◆ **Given task**
Reproduce only the stretch of records from the line containing "Where can the jump obstacle" through the line containing "<point>347,275</point>", with both ends and the requests included. Multiply every coordinate in the answers by 2.45 and round each result to a whole number, rounding halves up, but leave the coordinates within the requests and their format samples unchanged.

◆ **Listing**
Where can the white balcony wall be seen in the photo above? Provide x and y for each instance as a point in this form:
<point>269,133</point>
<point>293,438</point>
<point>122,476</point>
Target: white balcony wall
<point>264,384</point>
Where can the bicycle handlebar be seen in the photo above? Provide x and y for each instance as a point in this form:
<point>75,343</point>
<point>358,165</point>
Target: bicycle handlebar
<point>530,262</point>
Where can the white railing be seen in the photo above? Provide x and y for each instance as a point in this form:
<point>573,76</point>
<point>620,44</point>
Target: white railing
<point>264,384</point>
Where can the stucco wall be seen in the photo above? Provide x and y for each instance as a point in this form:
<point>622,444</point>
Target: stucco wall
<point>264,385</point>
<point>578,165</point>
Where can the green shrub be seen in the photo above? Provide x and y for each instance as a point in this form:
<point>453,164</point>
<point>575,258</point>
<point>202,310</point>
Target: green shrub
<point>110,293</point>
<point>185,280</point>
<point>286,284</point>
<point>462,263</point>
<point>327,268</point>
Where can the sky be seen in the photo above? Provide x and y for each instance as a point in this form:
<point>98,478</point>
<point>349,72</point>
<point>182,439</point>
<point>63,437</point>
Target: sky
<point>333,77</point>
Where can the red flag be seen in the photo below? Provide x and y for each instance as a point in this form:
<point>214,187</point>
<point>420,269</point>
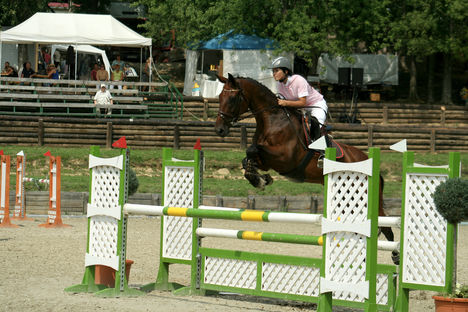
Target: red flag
<point>197,145</point>
<point>120,143</point>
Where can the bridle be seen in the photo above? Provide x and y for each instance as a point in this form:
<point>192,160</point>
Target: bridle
<point>229,118</point>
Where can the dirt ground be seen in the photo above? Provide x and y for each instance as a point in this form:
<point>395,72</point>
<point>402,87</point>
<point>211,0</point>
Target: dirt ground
<point>36,264</point>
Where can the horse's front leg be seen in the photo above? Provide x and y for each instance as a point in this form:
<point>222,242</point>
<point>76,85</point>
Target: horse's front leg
<point>251,165</point>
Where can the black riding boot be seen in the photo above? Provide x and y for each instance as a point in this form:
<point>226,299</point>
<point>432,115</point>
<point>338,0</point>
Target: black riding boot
<point>315,135</point>
<point>314,128</point>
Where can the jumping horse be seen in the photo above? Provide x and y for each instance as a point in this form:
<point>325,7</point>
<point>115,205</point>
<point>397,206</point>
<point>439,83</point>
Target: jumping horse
<point>279,142</point>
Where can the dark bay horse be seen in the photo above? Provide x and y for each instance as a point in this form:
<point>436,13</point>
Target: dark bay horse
<point>279,141</point>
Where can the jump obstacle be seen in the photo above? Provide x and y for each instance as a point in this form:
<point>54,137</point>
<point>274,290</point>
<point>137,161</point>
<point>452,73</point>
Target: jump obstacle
<point>54,215</point>
<point>347,275</point>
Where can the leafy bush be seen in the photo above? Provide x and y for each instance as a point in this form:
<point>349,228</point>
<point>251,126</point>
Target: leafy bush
<point>133,182</point>
<point>451,200</point>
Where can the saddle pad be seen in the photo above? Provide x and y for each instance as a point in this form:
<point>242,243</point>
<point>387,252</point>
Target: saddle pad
<point>339,149</point>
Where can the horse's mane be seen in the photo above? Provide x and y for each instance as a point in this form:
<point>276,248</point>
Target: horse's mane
<point>267,92</point>
<point>269,95</point>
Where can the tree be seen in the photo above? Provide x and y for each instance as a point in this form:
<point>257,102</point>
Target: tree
<point>307,28</point>
<point>423,28</point>
<point>13,13</point>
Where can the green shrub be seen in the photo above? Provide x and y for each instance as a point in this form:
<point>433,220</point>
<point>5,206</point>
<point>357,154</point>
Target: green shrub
<point>451,200</point>
<point>133,182</point>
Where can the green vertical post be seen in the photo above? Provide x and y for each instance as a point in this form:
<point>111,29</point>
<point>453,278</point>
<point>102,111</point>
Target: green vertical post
<point>403,293</point>
<point>372,214</point>
<point>325,299</point>
<point>195,266</point>
<point>162,279</point>
<point>452,229</point>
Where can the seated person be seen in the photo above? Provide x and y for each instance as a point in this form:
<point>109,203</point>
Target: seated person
<point>28,72</point>
<point>117,75</point>
<point>94,72</point>
<point>102,74</point>
<point>52,72</point>
<point>103,97</point>
<point>118,61</point>
<point>9,71</point>
<point>129,71</point>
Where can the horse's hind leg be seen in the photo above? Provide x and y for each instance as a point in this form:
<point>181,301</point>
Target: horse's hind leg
<point>251,173</point>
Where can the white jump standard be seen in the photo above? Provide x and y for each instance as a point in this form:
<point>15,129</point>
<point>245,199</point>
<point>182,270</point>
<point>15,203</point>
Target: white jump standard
<point>349,227</point>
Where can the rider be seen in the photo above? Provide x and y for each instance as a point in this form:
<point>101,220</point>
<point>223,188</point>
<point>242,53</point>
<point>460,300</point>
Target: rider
<point>299,94</point>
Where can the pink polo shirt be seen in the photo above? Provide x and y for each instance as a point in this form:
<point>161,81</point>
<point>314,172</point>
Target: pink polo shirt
<point>297,87</point>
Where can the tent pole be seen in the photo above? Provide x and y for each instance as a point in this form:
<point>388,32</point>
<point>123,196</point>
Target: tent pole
<point>151,64</point>
<point>76,60</point>
<point>36,57</point>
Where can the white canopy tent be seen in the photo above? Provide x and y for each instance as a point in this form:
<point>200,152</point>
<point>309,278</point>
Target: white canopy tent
<point>86,49</point>
<point>73,29</point>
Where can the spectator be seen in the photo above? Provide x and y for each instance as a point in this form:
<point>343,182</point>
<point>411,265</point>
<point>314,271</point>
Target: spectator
<point>71,62</point>
<point>46,56</point>
<point>94,71</point>
<point>103,97</point>
<point>102,74</point>
<point>117,75</point>
<point>9,71</point>
<point>129,71</point>
<point>118,61</point>
<point>52,72</point>
<point>57,58</point>
<point>27,72</point>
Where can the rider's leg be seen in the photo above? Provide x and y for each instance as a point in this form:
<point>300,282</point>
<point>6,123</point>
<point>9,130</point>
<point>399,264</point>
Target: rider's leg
<point>314,128</point>
<point>318,117</point>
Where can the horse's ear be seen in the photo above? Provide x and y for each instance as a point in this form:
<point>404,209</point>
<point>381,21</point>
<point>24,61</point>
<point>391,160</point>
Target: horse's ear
<point>221,78</point>
<point>232,80</point>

◆ **Problem solution**
Where can the jump obstacle be seen in the photo above? Provide x and y for each instance as a point in this form:
<point>54,137</point>
<point>274,290</point>
<point>137,161</point>
<point>452,73</point>
Target: jump obstacle
<point>132,527</point>
<point>850,674</point>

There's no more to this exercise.